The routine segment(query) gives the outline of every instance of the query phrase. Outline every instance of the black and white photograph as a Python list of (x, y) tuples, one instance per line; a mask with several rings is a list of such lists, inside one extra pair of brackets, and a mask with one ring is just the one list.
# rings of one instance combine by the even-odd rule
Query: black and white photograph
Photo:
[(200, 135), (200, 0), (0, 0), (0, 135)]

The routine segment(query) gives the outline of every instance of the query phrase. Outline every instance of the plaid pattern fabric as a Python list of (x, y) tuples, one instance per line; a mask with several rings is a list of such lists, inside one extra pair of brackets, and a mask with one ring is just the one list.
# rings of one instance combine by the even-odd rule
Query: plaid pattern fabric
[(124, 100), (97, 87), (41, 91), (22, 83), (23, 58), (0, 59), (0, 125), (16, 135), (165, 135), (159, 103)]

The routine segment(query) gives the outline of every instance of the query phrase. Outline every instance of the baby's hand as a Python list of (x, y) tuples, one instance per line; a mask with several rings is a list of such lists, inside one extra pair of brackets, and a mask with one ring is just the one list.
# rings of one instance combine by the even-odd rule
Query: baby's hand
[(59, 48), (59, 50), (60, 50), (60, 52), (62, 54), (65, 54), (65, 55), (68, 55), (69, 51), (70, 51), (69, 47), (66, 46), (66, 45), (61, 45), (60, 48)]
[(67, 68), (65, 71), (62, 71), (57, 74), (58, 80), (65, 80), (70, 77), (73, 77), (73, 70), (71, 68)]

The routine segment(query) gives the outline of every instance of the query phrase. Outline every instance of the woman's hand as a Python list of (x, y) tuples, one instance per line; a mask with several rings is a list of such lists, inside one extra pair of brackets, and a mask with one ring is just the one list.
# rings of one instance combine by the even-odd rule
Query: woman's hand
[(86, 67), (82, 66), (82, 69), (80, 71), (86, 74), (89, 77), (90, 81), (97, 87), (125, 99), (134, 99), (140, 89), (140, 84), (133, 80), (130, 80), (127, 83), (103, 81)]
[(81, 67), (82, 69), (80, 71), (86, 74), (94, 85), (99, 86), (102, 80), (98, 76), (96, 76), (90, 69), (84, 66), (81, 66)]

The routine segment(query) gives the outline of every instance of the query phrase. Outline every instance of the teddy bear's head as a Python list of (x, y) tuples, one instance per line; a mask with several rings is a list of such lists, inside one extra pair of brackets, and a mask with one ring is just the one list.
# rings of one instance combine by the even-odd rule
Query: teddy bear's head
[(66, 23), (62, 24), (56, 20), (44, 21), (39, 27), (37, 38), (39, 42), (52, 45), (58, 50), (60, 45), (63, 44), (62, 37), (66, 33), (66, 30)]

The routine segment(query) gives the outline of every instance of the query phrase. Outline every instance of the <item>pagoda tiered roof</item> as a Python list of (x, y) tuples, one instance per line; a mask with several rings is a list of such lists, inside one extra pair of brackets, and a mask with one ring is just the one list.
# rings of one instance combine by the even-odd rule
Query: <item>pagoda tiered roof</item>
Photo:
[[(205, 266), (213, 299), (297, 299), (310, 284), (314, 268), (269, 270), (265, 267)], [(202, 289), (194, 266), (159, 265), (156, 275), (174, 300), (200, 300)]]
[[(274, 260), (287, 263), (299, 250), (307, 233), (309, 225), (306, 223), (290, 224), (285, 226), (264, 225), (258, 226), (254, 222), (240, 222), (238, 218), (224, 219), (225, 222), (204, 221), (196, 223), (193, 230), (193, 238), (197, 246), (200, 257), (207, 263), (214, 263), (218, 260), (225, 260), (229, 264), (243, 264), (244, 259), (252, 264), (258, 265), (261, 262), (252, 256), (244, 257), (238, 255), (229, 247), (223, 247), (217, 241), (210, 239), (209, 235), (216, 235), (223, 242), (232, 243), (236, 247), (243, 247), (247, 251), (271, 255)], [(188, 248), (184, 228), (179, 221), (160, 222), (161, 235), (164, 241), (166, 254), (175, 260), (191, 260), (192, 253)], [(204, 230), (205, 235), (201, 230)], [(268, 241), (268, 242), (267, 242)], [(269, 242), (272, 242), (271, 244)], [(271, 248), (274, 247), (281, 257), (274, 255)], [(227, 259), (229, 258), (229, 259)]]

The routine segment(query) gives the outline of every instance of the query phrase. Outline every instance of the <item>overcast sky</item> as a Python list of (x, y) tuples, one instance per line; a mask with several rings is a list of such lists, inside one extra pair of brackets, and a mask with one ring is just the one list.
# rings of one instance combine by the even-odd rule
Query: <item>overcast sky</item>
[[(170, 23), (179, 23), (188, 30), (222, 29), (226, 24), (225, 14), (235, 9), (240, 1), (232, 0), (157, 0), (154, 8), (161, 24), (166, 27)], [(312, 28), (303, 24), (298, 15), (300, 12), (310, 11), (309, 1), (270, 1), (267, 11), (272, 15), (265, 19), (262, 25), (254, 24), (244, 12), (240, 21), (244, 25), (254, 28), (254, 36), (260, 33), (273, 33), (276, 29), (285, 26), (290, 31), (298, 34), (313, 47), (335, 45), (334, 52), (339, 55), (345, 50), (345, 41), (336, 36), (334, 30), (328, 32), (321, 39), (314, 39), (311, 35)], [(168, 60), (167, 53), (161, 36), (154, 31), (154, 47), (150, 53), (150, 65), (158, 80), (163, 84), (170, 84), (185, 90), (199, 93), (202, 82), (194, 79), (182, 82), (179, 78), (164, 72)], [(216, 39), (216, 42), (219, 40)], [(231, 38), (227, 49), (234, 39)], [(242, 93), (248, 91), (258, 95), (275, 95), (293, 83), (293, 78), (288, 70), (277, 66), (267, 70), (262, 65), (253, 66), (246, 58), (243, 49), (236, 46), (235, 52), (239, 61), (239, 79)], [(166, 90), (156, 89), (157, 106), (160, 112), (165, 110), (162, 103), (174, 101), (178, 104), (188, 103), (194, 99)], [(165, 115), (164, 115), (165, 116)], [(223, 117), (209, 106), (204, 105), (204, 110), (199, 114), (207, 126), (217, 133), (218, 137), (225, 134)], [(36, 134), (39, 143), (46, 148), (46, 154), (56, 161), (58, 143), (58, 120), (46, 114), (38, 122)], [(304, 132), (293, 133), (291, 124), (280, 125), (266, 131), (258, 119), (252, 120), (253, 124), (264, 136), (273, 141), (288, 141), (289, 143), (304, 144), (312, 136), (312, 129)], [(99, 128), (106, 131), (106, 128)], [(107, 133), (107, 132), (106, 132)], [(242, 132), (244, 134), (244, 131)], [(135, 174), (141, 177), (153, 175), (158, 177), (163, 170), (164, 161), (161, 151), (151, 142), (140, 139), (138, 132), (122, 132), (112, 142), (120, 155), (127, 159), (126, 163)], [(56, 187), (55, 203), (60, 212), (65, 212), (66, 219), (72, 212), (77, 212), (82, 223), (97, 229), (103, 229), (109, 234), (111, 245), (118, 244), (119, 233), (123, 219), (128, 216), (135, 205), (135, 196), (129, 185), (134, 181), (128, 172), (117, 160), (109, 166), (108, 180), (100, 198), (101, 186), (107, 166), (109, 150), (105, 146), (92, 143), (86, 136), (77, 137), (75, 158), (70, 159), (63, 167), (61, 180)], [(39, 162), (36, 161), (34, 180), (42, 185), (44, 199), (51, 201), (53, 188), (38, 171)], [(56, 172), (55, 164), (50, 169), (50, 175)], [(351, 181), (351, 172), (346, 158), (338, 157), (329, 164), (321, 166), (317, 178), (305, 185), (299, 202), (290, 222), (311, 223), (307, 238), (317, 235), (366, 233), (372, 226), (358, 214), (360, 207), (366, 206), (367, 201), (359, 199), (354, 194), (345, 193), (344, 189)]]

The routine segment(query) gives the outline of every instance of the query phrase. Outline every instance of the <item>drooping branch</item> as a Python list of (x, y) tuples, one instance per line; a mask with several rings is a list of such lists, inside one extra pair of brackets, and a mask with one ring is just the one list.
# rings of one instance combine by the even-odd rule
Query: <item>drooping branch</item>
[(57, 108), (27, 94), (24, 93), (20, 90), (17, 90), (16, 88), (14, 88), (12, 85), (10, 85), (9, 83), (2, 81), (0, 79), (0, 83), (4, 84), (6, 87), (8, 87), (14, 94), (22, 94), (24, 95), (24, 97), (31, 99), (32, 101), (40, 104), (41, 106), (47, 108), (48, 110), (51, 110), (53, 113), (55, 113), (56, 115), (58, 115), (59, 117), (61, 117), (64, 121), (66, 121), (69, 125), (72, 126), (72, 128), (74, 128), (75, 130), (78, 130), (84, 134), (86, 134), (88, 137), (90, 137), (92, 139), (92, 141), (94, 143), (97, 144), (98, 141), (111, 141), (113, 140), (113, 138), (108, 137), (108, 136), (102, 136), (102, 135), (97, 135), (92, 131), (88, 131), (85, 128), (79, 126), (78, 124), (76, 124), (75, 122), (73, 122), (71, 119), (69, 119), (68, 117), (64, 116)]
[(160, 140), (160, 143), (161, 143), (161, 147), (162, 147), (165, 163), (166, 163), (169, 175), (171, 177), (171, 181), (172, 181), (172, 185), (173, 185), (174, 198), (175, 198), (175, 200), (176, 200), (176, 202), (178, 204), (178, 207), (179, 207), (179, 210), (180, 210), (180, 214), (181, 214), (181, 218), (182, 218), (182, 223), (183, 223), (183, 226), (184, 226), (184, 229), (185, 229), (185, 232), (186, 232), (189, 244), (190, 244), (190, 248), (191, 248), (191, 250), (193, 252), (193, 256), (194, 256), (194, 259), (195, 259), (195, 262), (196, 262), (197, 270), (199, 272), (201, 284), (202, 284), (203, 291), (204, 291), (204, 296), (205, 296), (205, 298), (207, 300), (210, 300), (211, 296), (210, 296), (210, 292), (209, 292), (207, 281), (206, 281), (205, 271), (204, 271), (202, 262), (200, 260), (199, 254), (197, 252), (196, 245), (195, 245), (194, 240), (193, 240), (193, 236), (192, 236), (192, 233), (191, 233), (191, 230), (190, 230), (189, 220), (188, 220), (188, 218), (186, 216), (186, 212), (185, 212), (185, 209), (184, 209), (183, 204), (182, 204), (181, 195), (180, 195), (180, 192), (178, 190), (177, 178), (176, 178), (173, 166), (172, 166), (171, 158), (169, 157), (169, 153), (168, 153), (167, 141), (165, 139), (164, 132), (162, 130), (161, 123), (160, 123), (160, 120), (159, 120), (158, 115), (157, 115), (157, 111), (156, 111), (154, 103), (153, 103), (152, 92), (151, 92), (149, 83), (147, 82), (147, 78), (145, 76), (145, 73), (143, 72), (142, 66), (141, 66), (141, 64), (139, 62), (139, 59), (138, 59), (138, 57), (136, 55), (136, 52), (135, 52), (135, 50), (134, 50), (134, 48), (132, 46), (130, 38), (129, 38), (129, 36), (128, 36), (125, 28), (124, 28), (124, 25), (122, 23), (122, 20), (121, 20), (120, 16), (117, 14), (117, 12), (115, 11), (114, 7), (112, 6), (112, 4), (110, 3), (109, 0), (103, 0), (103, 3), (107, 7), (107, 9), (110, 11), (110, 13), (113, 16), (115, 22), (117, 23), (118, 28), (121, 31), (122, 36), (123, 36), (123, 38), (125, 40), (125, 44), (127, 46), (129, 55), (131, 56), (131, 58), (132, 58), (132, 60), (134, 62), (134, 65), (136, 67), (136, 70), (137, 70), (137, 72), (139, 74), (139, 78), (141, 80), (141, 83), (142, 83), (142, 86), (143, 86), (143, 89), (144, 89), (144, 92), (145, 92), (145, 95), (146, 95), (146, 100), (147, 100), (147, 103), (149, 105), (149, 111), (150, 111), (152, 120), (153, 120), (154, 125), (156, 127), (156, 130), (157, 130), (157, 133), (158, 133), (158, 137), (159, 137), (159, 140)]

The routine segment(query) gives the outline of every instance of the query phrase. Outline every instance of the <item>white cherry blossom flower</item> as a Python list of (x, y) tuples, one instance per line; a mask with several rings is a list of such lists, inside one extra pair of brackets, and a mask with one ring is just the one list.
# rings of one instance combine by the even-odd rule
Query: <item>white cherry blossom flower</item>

What is being asked
In the records above, count the lines that contain the word "pagoda" and state only that count.

Answer space
2